_Assignment:_
Leave the pictures out. Return the rest of the listing below exactly.

==== Provided records

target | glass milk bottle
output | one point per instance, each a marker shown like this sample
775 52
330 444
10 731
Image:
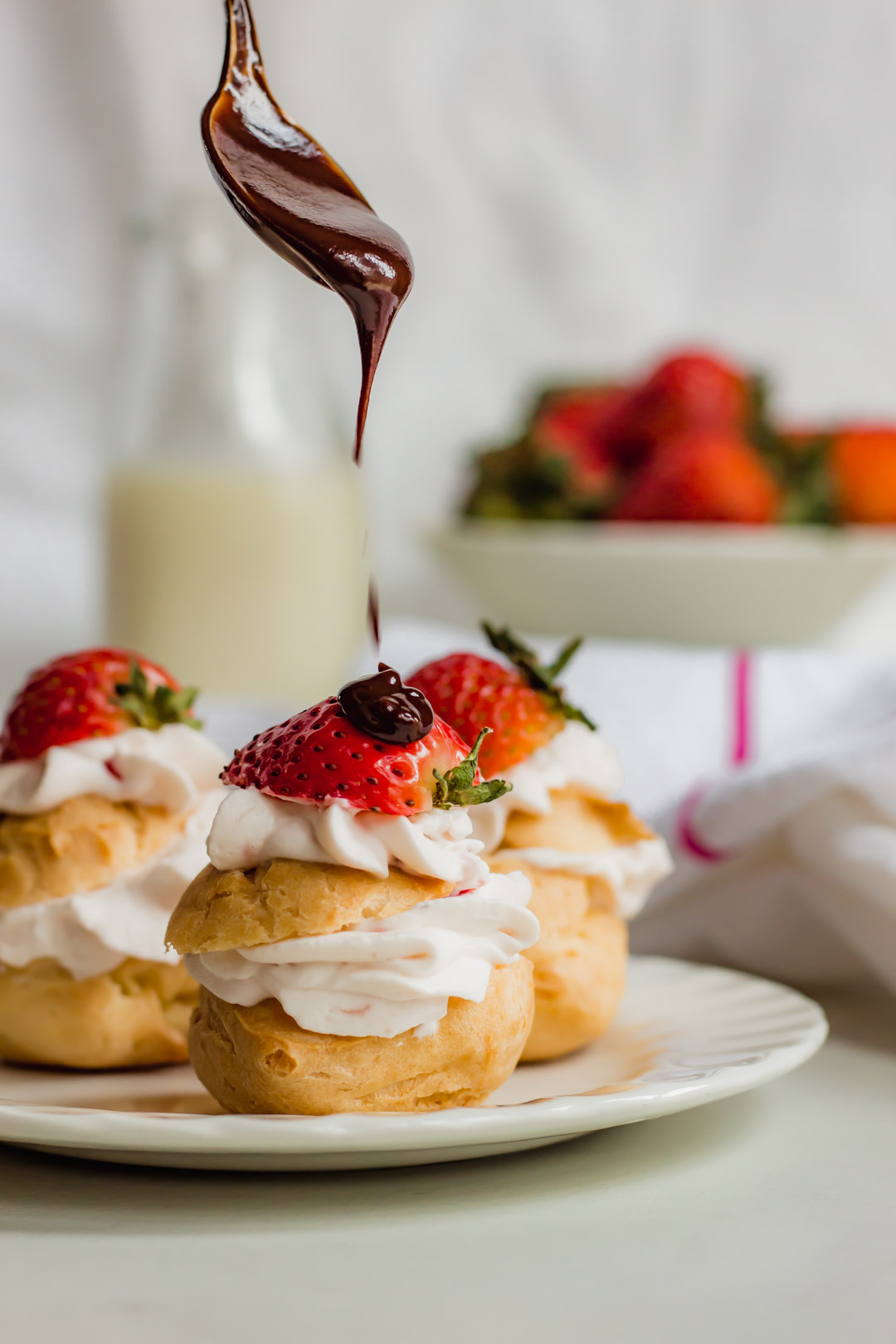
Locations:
234 520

========

_Exercise output:_
target | glass milk bottle
output | one point per instance, each a marker shown like this sample
775 52
330 444
10 731
Image:
Locations:
234 520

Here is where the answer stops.